#### Exercise task 1:
From the glinv documentation page, return everything from "The glinv function" down to "returns the log-likelihood.".
#### Exercise task 2:
In the glinv documentation page, list every argument of the glinv call under Usage that has a default value of NULL.
::: Selected extract :::
R: Construct an GLInv model with respect to user-specified...

glinv {glinvci}

R Documentation

Construct an GLInv model with respect to user-specified parametrisation

Description

The glinv function construct an object of class glinv, which represents a GLInv model with respect to a user-specified parametrisation.

The lik.glinv function returns a function which accepts a parameter vector, which is of length mod$nparams, and returns the log-likelihood.

The grad.glinv function returns a function which accepts a parameter vector, which is of length mod$nparams, and returns the gradient of log-likelihood with respect to this parametrisation.

The hess.glinv function returns a function which accepts a parameter vector, which is of length mod$nparams, and returns the Hessian matrix of log-likelihood with respect to this parametrisation.

Usage

glinv(
  tree,
  x0,
  X,
  parfns = NULL,
  pardims = NULL,
  regimes = NULL,
  parjacs = NULL,
  parhess = NULL,
  repar = NULL
)

## S3 method for class 'glinv'
print(x, ...)
::: Entries shown :::
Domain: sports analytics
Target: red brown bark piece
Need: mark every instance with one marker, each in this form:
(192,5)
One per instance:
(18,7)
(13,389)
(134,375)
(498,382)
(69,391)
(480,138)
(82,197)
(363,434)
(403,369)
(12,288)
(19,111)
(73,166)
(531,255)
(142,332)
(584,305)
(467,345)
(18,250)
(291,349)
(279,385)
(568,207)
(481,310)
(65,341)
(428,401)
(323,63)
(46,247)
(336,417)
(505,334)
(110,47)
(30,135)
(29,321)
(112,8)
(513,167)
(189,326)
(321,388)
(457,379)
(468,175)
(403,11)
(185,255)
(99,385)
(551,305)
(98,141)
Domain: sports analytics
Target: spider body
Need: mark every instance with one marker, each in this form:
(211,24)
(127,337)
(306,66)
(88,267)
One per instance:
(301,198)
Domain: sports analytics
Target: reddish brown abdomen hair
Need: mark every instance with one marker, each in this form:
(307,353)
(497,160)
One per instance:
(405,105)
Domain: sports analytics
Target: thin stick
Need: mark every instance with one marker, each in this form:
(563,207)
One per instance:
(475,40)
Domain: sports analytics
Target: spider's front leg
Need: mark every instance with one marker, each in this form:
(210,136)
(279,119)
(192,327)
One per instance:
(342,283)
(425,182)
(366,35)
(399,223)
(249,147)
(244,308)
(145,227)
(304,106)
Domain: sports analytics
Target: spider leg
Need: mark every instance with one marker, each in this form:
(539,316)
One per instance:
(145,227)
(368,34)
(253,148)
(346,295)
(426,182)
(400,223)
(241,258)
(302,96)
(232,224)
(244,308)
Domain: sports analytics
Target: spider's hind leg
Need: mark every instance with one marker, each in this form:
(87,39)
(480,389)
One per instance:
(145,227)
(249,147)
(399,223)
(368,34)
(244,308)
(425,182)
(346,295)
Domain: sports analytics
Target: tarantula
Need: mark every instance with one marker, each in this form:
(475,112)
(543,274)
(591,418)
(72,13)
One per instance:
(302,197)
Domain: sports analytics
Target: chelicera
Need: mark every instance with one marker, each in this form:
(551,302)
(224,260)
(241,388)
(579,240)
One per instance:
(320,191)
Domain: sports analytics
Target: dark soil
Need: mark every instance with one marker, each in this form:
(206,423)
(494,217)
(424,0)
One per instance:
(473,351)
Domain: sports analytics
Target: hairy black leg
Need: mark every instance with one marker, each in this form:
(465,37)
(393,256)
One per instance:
:::
#### Correct response 1:
The glinv function construct an object of class glinv, which represents a GLInv model with respect to a user-specified parametrisation.

The lik.glinv function returns a function which accepts a parameter vector, which is of length mod$nparams, and returns the log-likelihood.

#### Correct response 2:
parfns, pardims, regimes, parjacs, parhess, repar